__Data provided__

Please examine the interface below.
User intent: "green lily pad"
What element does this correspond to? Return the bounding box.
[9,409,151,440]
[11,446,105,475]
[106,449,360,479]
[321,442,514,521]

__Prompt__
Please rewrite all of the records above, swapping "green lily pad" for "white water lily" and leaving everything else unchanged.

__Full solution__
Please examine the interface below.
User intent: "white water lily"
What element does this correspond to? Return the bounding box.
[9,409,151,440]
[11,446,105,475]
[106,449,360,479]
[321,442,514,521]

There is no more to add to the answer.